*** Opening Records supplied ***
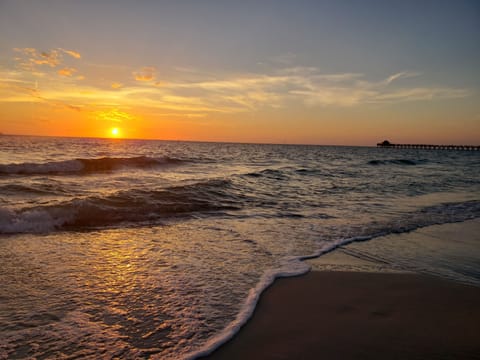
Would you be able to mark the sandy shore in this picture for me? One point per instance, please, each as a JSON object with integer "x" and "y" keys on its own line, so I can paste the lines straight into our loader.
{"x": 362, "y": 315}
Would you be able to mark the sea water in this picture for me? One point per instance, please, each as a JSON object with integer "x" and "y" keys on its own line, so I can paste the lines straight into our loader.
{"x": 137, "y": 249}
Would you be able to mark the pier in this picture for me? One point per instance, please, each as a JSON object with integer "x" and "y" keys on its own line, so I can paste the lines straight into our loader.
{"x": 388, "y": 144}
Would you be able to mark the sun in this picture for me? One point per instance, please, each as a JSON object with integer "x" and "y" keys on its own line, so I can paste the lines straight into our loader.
{"x": 115, "y": 132}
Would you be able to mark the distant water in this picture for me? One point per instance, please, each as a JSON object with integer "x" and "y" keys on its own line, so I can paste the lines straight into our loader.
{"x": 129, "y": 248}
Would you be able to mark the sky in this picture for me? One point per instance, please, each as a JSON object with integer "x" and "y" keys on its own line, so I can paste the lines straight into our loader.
{"x": 270, "y": 71}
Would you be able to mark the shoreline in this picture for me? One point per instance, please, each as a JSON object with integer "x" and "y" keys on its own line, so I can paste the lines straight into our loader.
{"x": 357, "y": 315}
{"x": 350, "y": 307}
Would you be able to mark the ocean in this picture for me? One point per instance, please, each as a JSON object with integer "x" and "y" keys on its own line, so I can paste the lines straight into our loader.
{"x": 160, "y": 249}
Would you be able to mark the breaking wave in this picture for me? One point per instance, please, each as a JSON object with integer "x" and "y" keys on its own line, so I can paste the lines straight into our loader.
{"x": 132, "y": 206}
{"x": 85, "y": 166}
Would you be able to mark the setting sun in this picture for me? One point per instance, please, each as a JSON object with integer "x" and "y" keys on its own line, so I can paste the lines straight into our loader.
{"x": 115, "y": 132}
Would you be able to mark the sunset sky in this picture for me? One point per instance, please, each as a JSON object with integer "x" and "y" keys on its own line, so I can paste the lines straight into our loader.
{"x": 317, "y": 72}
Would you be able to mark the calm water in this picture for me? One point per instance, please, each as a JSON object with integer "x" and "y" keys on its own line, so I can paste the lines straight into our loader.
{"x": 158, "y": 249}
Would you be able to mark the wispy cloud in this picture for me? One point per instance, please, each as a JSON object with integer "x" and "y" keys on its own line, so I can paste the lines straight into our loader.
{"x": 147, "y": 73}
{"x": 401, "y": 75}
{"x": 67, "y": 71}
{"x": 30, "y": 59}
{"x": 193, "y": 93}
{"x": 72, "y": 53}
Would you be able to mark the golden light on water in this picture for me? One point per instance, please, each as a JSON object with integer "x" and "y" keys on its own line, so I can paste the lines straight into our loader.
{"x": 115, "y": 132}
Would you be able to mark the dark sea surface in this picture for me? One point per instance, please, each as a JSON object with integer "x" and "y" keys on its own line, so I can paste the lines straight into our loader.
{"x": 137, "y": 249}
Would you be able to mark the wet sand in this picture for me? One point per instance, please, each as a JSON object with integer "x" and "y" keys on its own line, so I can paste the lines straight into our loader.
{"x": 362, "y": 315}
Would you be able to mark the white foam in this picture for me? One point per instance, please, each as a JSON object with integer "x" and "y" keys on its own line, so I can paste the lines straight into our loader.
{"x": 44, "y": 168}
{"x": 30, "y": 221}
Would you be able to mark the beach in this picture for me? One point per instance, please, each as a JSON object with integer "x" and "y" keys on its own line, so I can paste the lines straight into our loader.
{"x": 358, "y": 310}
{"x": 154, "y": 249}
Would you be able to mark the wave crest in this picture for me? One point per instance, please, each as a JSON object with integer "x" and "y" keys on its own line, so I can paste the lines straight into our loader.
{"x": 85, "y": 166}
{"x": 132, "y": 206}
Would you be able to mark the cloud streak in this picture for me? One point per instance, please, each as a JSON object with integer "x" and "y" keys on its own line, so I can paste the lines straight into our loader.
{"x": 147, "y": 73}
{"x": 199, "y": 94}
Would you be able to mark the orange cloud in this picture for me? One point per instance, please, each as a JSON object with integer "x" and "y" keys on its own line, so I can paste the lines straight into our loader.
{"x": 66, "y": 71}
{"x": 72, "y": 53}
{"x": 147, "y": 73}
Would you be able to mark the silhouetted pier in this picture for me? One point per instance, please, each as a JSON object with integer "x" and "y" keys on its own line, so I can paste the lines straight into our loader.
{"x": 388, "y": 144}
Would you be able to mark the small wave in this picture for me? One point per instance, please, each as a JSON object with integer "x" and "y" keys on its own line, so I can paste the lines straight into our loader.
{"x": 396, "y": 162}
{"x": 85, "y": 166}
{"x": 274, "y": 174}
{"x": 132, "y": 206}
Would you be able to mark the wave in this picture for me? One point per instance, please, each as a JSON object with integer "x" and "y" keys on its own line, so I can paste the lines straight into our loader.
{"x": 85, "y": 166}
{"x": 132, "y": 206}
{"x": 397, "y": 162}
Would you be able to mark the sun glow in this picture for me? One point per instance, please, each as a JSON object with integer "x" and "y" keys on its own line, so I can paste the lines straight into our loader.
{"x": 114, "y": 132}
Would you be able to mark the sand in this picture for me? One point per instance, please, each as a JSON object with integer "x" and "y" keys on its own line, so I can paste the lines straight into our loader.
{"x": 362, "y": 315}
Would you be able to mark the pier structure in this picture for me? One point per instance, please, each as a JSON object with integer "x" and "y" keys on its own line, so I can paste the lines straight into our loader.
{"x": 388, "y": 144}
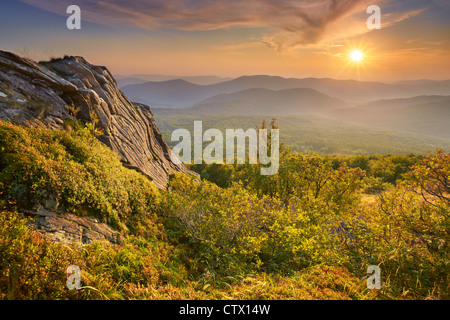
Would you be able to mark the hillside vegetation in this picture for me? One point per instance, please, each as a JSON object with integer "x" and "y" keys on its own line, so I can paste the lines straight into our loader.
{"x": 309, "y": 232}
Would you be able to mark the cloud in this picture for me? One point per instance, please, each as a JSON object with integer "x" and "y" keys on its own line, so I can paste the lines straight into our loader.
{"x": 295, "y": 22}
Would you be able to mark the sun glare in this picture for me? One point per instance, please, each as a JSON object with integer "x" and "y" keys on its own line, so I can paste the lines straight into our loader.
{"x": 356, "y": 55}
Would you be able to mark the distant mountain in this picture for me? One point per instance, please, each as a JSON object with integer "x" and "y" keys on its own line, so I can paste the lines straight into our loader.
{"x": 179, "y": 94}
{"x": 270, "y": 102}
{"x": 122, "y": 82}
{"x": 420, "y": 115}
{"x": 200, "y": 80}
{"x": 403, "y": 102}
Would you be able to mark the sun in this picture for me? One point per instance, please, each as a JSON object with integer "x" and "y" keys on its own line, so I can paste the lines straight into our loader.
{"x": 356, "y": 55}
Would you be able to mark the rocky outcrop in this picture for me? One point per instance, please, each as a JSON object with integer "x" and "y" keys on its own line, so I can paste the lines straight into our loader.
{"x": 69, "y": 228}
{"x": 54, "y": 93}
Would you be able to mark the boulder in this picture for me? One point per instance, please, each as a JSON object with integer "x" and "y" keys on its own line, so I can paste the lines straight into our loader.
{"x": 55, "y": 92}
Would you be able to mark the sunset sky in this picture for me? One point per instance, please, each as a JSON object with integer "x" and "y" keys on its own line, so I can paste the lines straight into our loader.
{"x": 230, "y": 38}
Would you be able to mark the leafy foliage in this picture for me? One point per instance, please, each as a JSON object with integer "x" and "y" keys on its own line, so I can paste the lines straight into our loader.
{"x": 309, "y": 232}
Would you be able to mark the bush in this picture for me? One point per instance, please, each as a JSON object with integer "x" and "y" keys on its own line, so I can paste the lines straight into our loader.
{"x": 75, "y": 172}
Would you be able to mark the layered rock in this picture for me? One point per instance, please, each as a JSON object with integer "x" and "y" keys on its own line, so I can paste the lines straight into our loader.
{"x": 53, "y": 93}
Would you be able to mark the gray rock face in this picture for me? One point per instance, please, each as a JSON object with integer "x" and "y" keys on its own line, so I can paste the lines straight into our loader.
{"x": 51, "y": 93}
{"x": 68, "y": 228}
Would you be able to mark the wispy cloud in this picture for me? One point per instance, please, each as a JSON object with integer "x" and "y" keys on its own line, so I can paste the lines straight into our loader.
{"x": 295, "y": 23}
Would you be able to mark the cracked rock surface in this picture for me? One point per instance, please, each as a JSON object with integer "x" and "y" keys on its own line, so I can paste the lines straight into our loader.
{"x": 49, "y": 93}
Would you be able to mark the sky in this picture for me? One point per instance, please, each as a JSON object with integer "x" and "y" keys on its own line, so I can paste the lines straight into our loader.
{"x": 231, "y": 38}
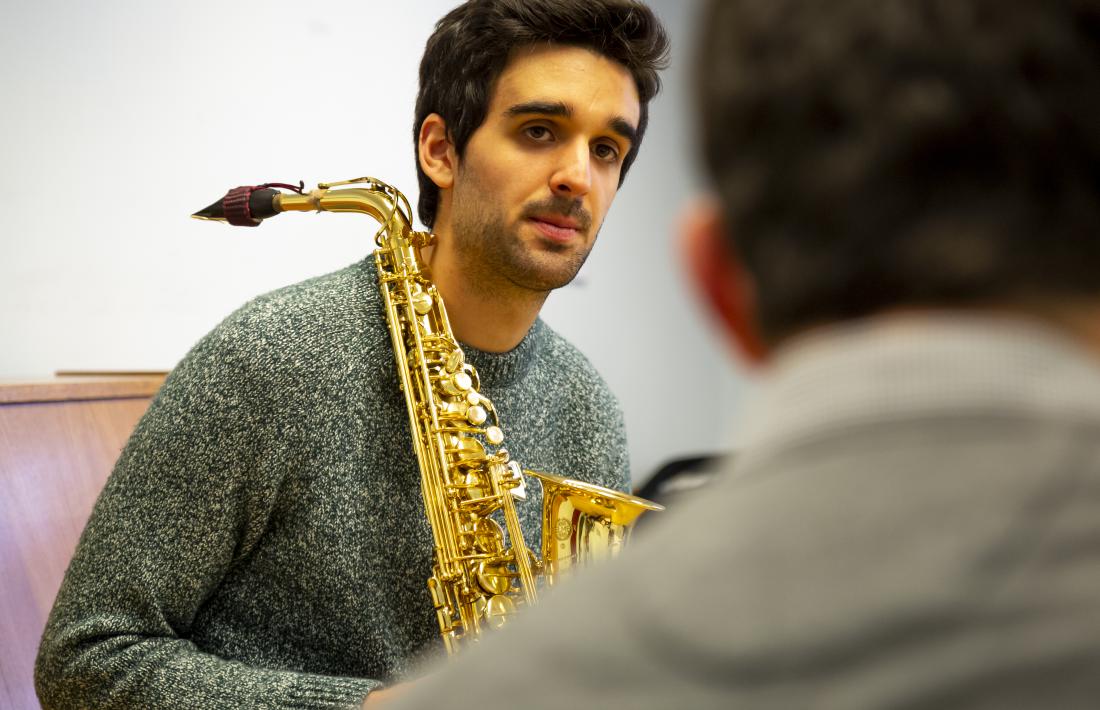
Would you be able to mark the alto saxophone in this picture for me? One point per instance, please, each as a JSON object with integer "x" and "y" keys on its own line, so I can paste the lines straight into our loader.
{"x": 482, "y": 572}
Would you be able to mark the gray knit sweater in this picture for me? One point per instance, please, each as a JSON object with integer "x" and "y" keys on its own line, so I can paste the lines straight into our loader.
{"x": 262, "y": 541}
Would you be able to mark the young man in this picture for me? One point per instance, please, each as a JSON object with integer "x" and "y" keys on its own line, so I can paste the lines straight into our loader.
{"x": 262, "y": 541}
{"x": 904, "y": 239}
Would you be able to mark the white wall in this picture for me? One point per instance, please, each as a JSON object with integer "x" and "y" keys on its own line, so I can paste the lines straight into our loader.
{"x": 122, "y": 117}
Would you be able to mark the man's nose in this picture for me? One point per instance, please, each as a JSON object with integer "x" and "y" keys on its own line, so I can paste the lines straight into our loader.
{"x": 573, "y": 174}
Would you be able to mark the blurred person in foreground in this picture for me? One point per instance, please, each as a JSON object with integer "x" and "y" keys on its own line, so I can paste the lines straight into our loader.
{"x": 904, "y": 238}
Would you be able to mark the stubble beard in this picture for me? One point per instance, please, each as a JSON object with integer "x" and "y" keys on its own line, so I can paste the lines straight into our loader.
{"x": 496, "y": 260}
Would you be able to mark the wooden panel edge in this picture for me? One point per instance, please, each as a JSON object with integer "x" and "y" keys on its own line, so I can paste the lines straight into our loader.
{"x": 75, "y": 388}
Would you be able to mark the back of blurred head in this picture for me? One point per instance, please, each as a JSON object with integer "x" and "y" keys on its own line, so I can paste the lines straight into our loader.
{"x": 876, "y": 155}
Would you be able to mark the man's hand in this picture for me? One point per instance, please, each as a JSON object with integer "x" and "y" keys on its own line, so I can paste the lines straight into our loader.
{"x": 378, "y": 698}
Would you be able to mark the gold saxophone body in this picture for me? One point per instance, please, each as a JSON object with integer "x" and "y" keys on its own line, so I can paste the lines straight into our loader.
{"x": 482, "y": 572}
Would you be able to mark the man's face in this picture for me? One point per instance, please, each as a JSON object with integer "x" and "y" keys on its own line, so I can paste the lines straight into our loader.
{"x": 539, "y": 174}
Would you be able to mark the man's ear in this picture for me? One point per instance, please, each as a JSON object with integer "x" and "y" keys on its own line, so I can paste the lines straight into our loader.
{"x": 436, "y": 151}
{"x": 725, "y": 287}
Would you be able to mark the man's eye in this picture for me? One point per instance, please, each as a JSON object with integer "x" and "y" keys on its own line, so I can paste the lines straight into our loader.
{"x": 538, "y": 132}
{"x": 606, "y": 152}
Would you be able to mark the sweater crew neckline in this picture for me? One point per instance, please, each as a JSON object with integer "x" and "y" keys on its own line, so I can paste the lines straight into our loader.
{"x": 506, "y": 368}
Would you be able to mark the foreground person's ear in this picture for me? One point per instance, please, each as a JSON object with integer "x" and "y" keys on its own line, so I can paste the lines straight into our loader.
{"x": 727, "y": 291}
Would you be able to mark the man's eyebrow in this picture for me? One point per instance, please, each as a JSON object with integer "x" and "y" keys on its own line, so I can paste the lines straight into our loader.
{"x": 618, "y": 124}
{"x": 543, "y": 108}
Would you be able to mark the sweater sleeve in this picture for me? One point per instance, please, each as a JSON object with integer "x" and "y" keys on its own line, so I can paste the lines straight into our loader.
{"x": 190, "y": 494}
*** Closing Records supplied ***
The lines from the one with "Would you be able to mark the man's eyebrow" through the end of the data above are to be set down exactly, with both boundary lines included and no other lines.

Would you be able to mark the man's eyebrow in this picture for me? One point per instance, please, each as a JSON object with integer "x" and "y" keys on its own line, so I can paste the lines straight into our loader.
{"x": 618, "y": 124}
{"x": 543, "y": 108}
Would you be able to mark the sweater sleeve in this picture for me? One point per instance, please, each as a JSON object with integer "x" and "y" keys on its own line, so I can paste the lines straight into our loader.
{"x": 190, "y": 494}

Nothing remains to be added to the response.